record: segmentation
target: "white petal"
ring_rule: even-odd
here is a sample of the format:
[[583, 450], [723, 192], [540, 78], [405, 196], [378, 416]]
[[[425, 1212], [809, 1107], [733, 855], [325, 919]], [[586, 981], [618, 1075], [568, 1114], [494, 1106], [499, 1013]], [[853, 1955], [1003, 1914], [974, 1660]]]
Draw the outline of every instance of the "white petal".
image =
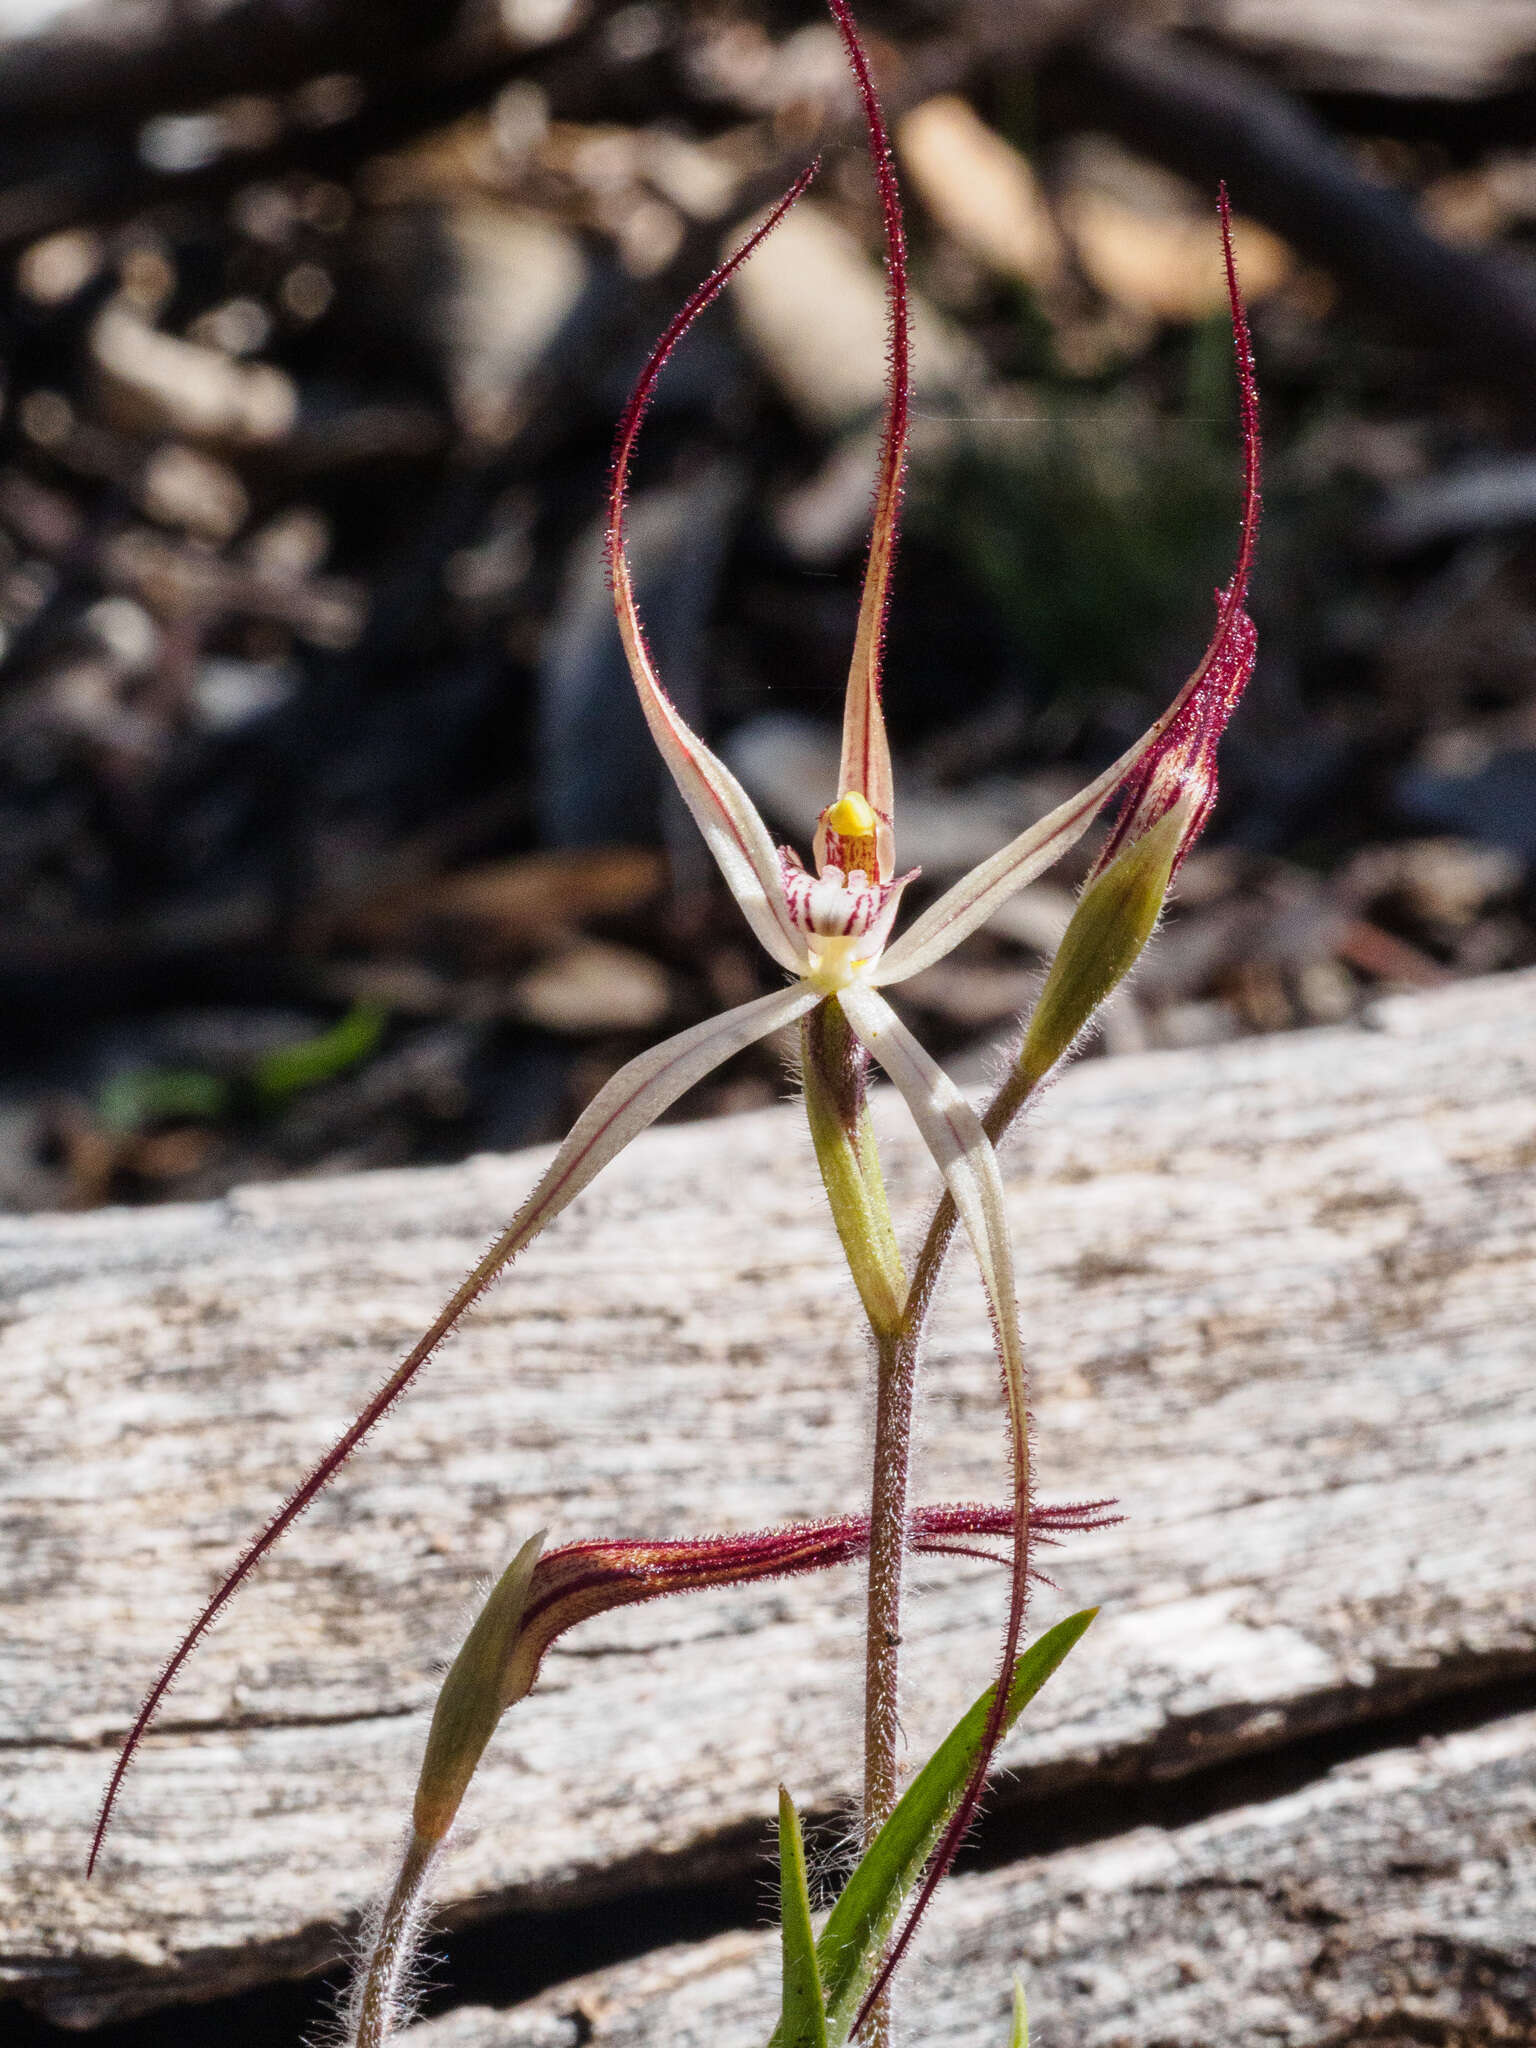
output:
[[1008, 1388], [1008, 1413], [1015, 1457], [1027, 1450], [1024, 1346], [1019, 1335], [1014, 1291], [1013, 1247], [1003, 1203], [1003, 1178], [992, 1141], [981, 1119], [948, 1074], [929, 1057], [884, 996], [855, 983], [839, 991], [838, 1002], [860, 1044], [873, 1054], [906, 1098], [981, 1268], [982, 1285], [997, 1334], [998, 1354]]
[[694, 1024], [664, 1044], [653, 1045], [627, 1067], [620, 1067], [571, 1126], [570, 1135], [550, 1161], [543, 1179], [477, 1271], [484, 1271], [486, 1266], [492, 1271], [499, 1270], [520, 1252], [567, 1203], [574, 1201], [610, 1159], [655, 1123], [696, 1081], [712, 1074], [732, 1053], [755, 1045], [770, 1031], [793, 1024], [822, 1000], [815, 989], [796, 982], [771, 996], [759, 996], [739, 1009]]
[[719, 864], [727, 888], [741, 905], [742, 915], [778, 964], [799, 974], [807, 965], [807, 956], [785, 907], [778, 851], [768, 827], [730, 769], [710, 752], [661, 687], [640, 630], [629, 565], [622, 552], [615, 552], [612, 569], [619, 632], [651, 737]]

---+---

● **WHAT THE EXERCISE ASKS**:
In the transcription, every picture is to be excluded and the records above given again exactly.

● **SOLUTION**:
record: segmentation
target: "white petal"
ring_rule: even-odd
here is a sample of the format:
[[583, 450], [723, 192], [540, 78], [405, 196], [378, 416]]
[[[425, 1212], [809, 1107], [733, 855], [325, 919]], [[586, 981], [618, 1075], [568, 1114], [494, 1106], [499, 1013]], [[853, 1955], [1003, 1914], [974, 1660]]]
Draw the outline of every instance of the "white petal".
image =
output:
[[1008, 1388], [1008, 1413], [1015, 1457], [1027, 1450], [1024, 1346], [1019, 1335], [1014, 1291], [1013, 1247], [1003, 1203], [1003, 1178], [992, 1141], [981, 1119], [948, 1074], [929, 1057], [884, 996], [855, 983], [839, 991], [838, 1002], [860, 1044], [873, 1054], [906, 1098], [981, 1268], [982, 1285], [997, 1334], [998, 1354]]
[[694, 1024], [664, 1044], [653, 1045], [627, 1067], [620, 1067], [571, 1126], [570, 1135], [550, 1161], [543, 1179], [477, 1271], [484, 1271], [486, 1266], [492, 1271], [499, 1270], [520, 1252], [567, 1203], [574, 1201], [610, 1159], [655, 1123], [696, 1081], [712, 1074], [732, 1053], [755, 1045], [770, 1031], [793, 1024], [822, 1000], [815, 989], [796, 982], [771, 996], [759, 996], [739, 1009]]
[[719, 864], [727, 888], [741, 905], [742, 915], [778, 964], [799, 974], [807, 965], [807, 956], [785, 907], [778, 851], [768, 827], [730, 769], [710, 752], [661, 687], [640, 630], [629, 565], [622, 552], [615, 552], [612, 569], [619, 632], [651, 737]]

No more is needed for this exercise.